(Extracted data entries)
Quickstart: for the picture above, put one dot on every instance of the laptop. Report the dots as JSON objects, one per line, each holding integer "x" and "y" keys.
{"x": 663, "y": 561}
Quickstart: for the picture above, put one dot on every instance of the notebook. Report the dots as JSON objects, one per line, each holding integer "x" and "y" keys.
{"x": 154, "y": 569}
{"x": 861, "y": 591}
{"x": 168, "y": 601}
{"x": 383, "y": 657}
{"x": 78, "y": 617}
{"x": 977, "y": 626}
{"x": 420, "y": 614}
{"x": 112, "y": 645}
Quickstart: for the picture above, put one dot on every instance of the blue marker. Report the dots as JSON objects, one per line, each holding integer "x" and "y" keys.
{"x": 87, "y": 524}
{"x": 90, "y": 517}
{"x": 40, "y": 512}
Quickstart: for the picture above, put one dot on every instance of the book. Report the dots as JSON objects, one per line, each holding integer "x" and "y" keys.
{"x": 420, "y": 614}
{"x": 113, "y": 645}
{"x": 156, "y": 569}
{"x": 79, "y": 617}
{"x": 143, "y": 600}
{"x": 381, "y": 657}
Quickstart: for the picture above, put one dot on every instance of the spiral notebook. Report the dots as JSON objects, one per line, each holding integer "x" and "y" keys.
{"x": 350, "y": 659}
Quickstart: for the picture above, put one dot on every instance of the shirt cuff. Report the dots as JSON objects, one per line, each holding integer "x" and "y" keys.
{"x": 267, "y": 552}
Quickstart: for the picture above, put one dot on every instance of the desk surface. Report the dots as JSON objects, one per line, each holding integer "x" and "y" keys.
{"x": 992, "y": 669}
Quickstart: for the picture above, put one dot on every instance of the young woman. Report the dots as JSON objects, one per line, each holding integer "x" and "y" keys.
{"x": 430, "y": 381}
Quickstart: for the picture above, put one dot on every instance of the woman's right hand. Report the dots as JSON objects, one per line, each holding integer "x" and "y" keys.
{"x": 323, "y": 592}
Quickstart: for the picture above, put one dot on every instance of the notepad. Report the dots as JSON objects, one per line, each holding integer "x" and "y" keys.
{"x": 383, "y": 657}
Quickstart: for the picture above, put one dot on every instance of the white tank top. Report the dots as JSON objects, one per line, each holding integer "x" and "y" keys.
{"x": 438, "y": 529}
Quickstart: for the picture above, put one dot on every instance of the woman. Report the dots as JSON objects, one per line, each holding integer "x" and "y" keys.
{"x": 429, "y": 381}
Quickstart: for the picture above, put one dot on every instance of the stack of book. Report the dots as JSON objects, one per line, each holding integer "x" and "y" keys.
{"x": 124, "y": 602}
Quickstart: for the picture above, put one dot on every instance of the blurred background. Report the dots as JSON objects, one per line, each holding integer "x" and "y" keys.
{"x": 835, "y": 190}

## Requirement
Render every line of the items above as a JSON list of strings, one string per line. Leave out blank lines.

## Reply to the task
[
  "Quickstart: for the picture above, put one dot on every instance of the laptop. Report the dots as JSON objects, one per line, each holding integer \"x\" and \"y\" keys.",
  "{\"x\": 663, \"y\": 561}",
  "Quickstart: for the picture above, put one dot on every instance of the notebook. Report the dots as JSON objects, one per line, each holding integer \"x\" and \"y\" keys.",
  "{\"x\": 154, \"y\": 569}",
  "{\"x\": 861, \"y\": 591}",
  "{\"x\": 168, \"y\": 601}",
  "{\"x\": 383, \"y\": 657}",
  "{\"x\": 78, \"y\": 617}",
  "{\"x\": 977, \"y\": 626}",
  "{\"x\": 420, \"y\": 614}",
  "{\"x\": 112, \"y\": 645}",
  "Quickstart: for the picture above, put one dot on every instance of the blue marker. Report the dots as JSON objects, one per line, each holding integer \"x\" and \"y\" keys.",
  "{\"x\": 87, \"y\": 524}",
  "{\"x\": 90, \"y\": 517}",
  "{\"x\": 40, \"y\": 512}",
  "Quickstart: for the picture above, put one dot on every instance of the book. Report the dots as JSON objects, one per line, each holding integer \"x\" and \"y\" keys.",
  "{\"x\": 420, \"y\": 614}",
  "{\"x\": 113, \"y\": 645}",
  "{\"x\": 156, \"y\": 569}",
  "{\"x\": 79, \"y\": 617}",
  "{\"x\": 143, \"y\": 600}",
  "{\"x\": 381, \"y\": 657}",
  "Quickstart: for the picture above, put one dot on every instance of the spiral notebook. Report the dots as JSON objects, one per line, each holding integer \"x\" and \"y\" keys.",
  "{\"x\": 350, \"y\": 659}",
  "Quickstart: for the picture above, put one dot on every instance of the shirt cuff. Report the dots as JSON objects, one per line, each holding integer \"x\" and \"y\" keys.",
  "{\"x\": 267, \"y\": 552}",
  "Quickstart: for the picture above, put one dot on every instance of the desk surface. Report the dots as JSON objects, one per line, each holding integer \"x\" and \"y\" keys.",
  "{\"x\": 992, \"y\": 669}",
  "Quickstart: for the picture above, put one dot on every instance of the young woman. Report the dots as JSON objects, one per line, each holding integer \"x\" and \"y\" keys.",
  "{\"x\": 430, \"y\": 381}",
  "Quickstart: for the picture above, put one dot on every instance of the woman's right hand. Report the dots as JSON objects, one per line, each holding integer \"x\" and \"y\" keys.",
  "{\"x\": 323, \"y\": 592}",
  "Quickstart: for the picture above, put one dot on every instance of the notepad. Report the dots as JSON objects, one per line, each holding integer \"x\" and \"y\" keys.",
  "{\"x\": 383, \"y\": 657}",
  "Quickstart: for the picture above, put one dot on every instance of the white tank top. Report the dots as JSON objects, one per line, each holding integer \"x\" and \"y\" keys.",
  "{\"x\": 438, \"y\": 529}",
  "Quickstart: for the picture above, put one dot on every instance of the woman. Report the dots as JSON objects, one per line, each holding integer \"x\" and \"y\" keys.",
  "{\"x\": 429, \"y\": 381}",
  "Quickstart: for the picture above, put one dot on every instance of the stack of book. Report the dots as JSON objects, one per line, each holding integer \"x\" and \"y\" keys.",
  "{\"x\": 124, \"y\": 602}",
  "Quickstart: for the picture above, put one dot on every instance of the blurred background. Report the dots as JSON objects, one per line, each holding integer \"x\" and \"y\" keys.",
  "{\"x\": 835, \"y\": 190}"
]